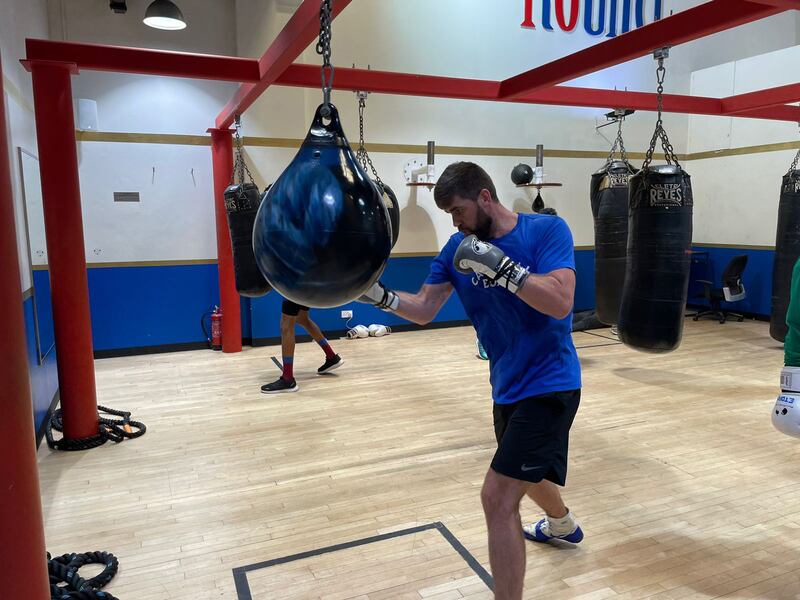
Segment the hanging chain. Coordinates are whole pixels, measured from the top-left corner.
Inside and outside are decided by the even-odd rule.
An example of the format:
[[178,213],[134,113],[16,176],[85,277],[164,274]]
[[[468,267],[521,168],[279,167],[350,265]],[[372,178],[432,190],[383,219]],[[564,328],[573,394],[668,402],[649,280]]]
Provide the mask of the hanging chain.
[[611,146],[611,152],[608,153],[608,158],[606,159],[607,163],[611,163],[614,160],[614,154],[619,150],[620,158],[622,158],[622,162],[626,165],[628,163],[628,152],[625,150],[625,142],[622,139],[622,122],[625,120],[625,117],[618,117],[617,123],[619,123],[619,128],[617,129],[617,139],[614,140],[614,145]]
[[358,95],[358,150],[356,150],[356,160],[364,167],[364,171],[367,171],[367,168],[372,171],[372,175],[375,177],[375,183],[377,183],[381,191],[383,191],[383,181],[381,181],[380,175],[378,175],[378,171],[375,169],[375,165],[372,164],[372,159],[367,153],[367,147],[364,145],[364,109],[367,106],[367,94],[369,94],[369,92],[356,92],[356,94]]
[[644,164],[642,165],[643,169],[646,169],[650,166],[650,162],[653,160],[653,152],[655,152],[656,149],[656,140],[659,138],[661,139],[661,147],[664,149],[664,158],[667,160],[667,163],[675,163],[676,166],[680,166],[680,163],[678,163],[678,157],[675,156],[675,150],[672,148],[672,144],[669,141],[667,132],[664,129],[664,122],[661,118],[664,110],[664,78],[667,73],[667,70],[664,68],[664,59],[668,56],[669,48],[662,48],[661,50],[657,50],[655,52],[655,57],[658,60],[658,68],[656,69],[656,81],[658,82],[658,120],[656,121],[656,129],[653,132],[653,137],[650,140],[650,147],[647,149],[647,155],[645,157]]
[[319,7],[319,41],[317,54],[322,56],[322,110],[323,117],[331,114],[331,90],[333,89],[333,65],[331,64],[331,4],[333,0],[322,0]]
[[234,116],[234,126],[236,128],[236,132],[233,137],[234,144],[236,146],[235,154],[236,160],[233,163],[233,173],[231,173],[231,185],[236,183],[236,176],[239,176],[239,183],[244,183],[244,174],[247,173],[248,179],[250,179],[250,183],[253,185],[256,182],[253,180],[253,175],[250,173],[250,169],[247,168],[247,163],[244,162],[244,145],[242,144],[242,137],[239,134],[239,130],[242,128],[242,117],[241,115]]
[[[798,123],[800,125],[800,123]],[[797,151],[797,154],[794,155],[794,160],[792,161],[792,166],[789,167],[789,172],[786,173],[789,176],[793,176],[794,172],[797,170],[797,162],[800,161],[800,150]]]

+-------+

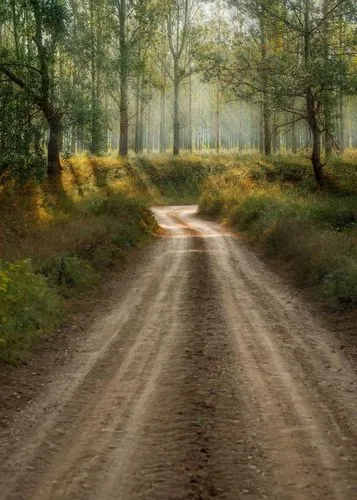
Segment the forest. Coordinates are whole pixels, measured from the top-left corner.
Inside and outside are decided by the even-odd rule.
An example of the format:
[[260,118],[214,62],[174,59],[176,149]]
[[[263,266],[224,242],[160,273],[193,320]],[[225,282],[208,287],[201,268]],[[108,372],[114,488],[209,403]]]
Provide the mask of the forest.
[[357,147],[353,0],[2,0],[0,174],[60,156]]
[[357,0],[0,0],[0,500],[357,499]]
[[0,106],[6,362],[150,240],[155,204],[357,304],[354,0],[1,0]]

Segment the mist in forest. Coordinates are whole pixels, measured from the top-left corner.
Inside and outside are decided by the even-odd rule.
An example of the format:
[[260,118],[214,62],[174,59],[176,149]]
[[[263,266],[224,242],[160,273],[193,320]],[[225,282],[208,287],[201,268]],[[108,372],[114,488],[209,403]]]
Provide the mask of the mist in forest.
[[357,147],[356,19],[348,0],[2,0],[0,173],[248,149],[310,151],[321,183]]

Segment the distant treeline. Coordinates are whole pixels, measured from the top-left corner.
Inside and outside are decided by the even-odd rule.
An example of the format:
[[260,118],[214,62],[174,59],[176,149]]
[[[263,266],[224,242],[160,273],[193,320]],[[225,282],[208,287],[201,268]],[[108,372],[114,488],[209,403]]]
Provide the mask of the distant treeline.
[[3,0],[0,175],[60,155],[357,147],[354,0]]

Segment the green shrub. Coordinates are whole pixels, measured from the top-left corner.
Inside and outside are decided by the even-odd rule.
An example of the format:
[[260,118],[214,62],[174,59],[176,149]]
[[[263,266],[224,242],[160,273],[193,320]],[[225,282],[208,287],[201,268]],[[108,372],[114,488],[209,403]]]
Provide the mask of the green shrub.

+-------+

◆ ASSIGNMENT ◆
Each line of the listing that includes the word "Segment" should be copied out.

◆ YOUR SOLUTION ◆
Segment the hanging chain. Coordinates are whole pixels, measured from the top-left corner.
Segment the forest. Coordinates are whole pixels, measured from the top-left corner.
Segment the mist in forest. Coordinates are whole pixels, measured from the top-left corner.
Segment the distant treeline. Coordinates are whole pixels, measured from the top-left corner.
Segment the green shrub. Coordinates are whole pixels, measured from the top-left corner.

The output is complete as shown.